## Goals
a - Answer each question from the reflection on the Advent readings:
(i) Which year does the writer give for the present version of themselves?
(ii) What does the writer say has become normal?
(iii) What have sprouted without metaphorical figs arriving?
b - Pick up the reflection on the Advent readings after its last sentence and carry it forward.

I can just HEAR the me from two years ago whining about the weird Advent passages, and how dark and gloomy they are, and can’t we have a more thematic set of readings. I can hear her, but I’m NOT her anymore.

The 2021 version of me reads these passages with relief, glad that the dystopian realities of the past two years have expression in our Holy Scriptures. Because, truly, people have fainted from fear – and with good cause. The powers of heaven and earth have been shaken. Foreboding has become normal, and all the nations of the earth are distressed.

YES, thank you Luke for putting it words.

I almost wish he hadn’t switched topics quite so quickly. I find I’m not quite ready to believe that all of this is going to be fixed by Jesus returning on a cloud, and there have been far too many metaphorical green leaves sprouting without metaphorical figs arriving for me to read the signs quite like that anymore.

However, when the passages ends with Luke suggesting, “Be alert at all times, praying that you may have the strength to escape all these things that will take place,” I do find that wish I’d heeded that advice, because strength has sure been needed, and I wish I’d prayed more to find it before everything came to pass.

## Dataset extract
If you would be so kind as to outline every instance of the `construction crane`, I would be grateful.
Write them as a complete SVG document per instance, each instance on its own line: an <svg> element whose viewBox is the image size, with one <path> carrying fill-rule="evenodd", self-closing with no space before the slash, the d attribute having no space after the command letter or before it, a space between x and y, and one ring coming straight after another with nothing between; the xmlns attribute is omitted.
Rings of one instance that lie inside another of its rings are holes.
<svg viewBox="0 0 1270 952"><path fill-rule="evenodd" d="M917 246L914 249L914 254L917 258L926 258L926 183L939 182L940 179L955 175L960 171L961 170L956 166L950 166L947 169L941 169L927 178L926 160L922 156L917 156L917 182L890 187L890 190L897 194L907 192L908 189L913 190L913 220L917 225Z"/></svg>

## Task-by-task outputs
a -
(i) 2021
(ii) Foreboding
(iii) Far too many metaphorical green leaves

b -
Now, of course, unlike the first generation of Christians, I’m not expecting the end of the world imminently, nor expecting that the signs I see today suggest that’s coming. However, I believe we have all lived an end of the world as we knew it, and that requires some time to process and accept it.

Advent is a time of longing, and waiting, and hoping. It is a time when we acknowledge how broken things are, and how desperately we need God’s help to make them better. It is a time when we join in the yearning of people of faith throughout the ages, waiting for righteousness and justice and the kindom of God, and noticing that IT IS NOT HERE YET.

Friends, it is not here yet.

It doesn’t feel very close.

It feels further away than ever.

And I don’t even want to tell you all the reasons why, because I know your hearts are already broken, and I don’t think they need any additional burdens.

So I’m not going to. I’m going to trust that you’ve noticed that things are NOT RIGHT, and VERY BROKEN, and it is NOT OK.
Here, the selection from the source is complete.